:: RECORDS SUPPLIED ::

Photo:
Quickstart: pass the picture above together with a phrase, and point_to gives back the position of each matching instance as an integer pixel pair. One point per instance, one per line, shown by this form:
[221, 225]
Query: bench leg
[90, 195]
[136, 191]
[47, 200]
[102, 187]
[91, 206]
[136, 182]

:::

INSTRUCTIONS TO FOLLOW — What is needed is a word-for-word copy of all the entries.

COMPLETED TASK —
Photo:
Quickstart: pass the picture above together with a phrase, and point_to gives back the position of each matching instance as an integer pixel pair. One point per instance, one per line, shown by this form:
[221, 225]
Query: bench leg
[90, 195]
[136, 191]
[47, 200]
[102, 187]
[91, 206]
[136, 182]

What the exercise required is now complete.